> Instrução dada 1
Conte as linhas das entradas que contêm a palavra "handle" e responda somente com esse número.

◆ ◆ ◆ ◆ ◆ ◆ ◆

A invasão da Rússia mudou o discurso político na Suécia e na Finlândia sobre se tornarem membros da aliança militar ocidental, dizem analistas.
Desde a invasão russa da Ucrânia, Finlândia e Suécia têm buscado a proteção da OTAN e estão considerando uma mudança de paradigma de suas respectivas políticas de segurança: a abdicação da neutralidade e independência militar.
Em janeiro, a primeira-ministra social-democrata Sanna Marin declarou em Helsinque que não se poderia esperar que a Finlândia buscasse a adesão à OTAN durante o atual período legislativo. No entanto, a invasão da Rússia revelou as desvantagens de não ser membro.
Embora a OTAN forneça certa ajuda a Kiev, ela permaneceu relutante em intervir direta ou coletivamente de acordo com o Artigo 5. A Finlândia, semelhante à Ucrânia, é um vizinho direto da Rússia, compartilhando uma fronteira de 1.300 km (600 milhas).

◆ ◆ ◆ ◆ ◆ ◆ ◆

> Instrução dada 2
Escreva a continuação do texto sobre a possível adesão da Finlândia e da Suécia à OTAN, começando logo após a última frase.

◆ ◆ ◆ ◆ ◆ ◆ ◆

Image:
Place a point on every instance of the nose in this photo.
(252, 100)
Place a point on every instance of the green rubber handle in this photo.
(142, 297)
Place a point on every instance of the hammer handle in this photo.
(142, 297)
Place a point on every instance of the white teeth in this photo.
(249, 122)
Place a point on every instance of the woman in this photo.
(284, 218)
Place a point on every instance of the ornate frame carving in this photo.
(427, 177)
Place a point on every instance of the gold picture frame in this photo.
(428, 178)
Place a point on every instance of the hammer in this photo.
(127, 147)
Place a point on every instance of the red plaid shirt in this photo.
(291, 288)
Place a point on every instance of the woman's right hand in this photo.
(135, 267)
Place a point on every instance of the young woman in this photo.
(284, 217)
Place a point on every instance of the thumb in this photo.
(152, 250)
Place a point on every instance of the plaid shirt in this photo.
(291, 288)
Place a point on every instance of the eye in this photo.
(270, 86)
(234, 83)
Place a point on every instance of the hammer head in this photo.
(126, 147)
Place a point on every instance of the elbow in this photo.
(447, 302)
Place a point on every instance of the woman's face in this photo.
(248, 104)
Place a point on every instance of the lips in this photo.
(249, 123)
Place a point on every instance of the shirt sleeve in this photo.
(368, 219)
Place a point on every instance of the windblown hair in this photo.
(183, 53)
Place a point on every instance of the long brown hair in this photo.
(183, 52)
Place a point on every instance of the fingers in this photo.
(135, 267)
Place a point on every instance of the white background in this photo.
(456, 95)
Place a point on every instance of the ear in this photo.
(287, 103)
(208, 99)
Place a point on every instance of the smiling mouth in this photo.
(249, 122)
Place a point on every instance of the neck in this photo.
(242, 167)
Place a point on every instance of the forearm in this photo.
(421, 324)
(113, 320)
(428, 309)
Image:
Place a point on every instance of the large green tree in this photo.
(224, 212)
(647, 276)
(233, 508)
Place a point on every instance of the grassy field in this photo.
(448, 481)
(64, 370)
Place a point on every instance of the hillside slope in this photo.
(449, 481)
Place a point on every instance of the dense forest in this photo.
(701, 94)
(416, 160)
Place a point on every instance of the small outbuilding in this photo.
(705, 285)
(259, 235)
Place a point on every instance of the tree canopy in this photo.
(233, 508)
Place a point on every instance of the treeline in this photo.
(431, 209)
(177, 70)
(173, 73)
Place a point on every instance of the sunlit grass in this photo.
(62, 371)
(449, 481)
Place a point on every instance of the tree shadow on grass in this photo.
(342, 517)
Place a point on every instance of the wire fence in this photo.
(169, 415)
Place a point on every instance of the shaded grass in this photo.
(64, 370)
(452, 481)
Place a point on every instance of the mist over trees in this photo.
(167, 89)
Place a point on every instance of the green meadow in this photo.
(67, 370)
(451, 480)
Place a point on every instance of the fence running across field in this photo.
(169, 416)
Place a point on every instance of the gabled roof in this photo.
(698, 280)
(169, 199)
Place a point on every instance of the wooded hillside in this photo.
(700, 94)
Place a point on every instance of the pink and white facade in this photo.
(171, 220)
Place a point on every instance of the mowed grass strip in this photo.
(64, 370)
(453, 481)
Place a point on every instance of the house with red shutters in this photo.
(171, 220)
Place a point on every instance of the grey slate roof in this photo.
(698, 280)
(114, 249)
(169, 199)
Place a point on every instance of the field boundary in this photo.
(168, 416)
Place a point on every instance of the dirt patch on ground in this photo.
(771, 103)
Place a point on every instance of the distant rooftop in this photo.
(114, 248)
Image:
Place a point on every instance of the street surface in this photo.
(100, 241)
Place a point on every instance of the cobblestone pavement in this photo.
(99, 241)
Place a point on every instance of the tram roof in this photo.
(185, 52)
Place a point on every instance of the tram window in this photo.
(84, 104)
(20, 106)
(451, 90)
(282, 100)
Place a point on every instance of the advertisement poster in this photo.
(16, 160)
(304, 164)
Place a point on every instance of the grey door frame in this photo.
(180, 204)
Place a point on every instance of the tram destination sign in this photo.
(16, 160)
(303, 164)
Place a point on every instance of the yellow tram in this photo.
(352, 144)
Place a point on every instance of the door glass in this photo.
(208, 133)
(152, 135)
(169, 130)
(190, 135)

◆ ◆ ◆ ◆ ◆ ◆ ◆

> Resultado da tarefa 1
2

> Resultado da tarefa 2
“Sem surpresa, a invasão da Ucrânia pela Rússia tem sido o fator chave para empurrar a Suécia e a Finlândia para mais perto de se candidatarem à adesão plena à OTAN.
A invasão da Rússia mudou drasticamente o discurso político na Suécia e na Finlândia e também a opinião pública crucial”, disse Alistair Shepherd, professor sênior de segurança europeia na Universidade Aberystwyth, à Al Jazeera.
Há indicações de que tanto a Finlândia quanto a Suécia estão caminhando para uma mudança de rumo genuinamente histórica em suas respectivas políticas de segurança. Durante a Guerra Fria, a Suécia e a Finlândia foram consideradas essencialmente estados neutros, embora por razões diferentes.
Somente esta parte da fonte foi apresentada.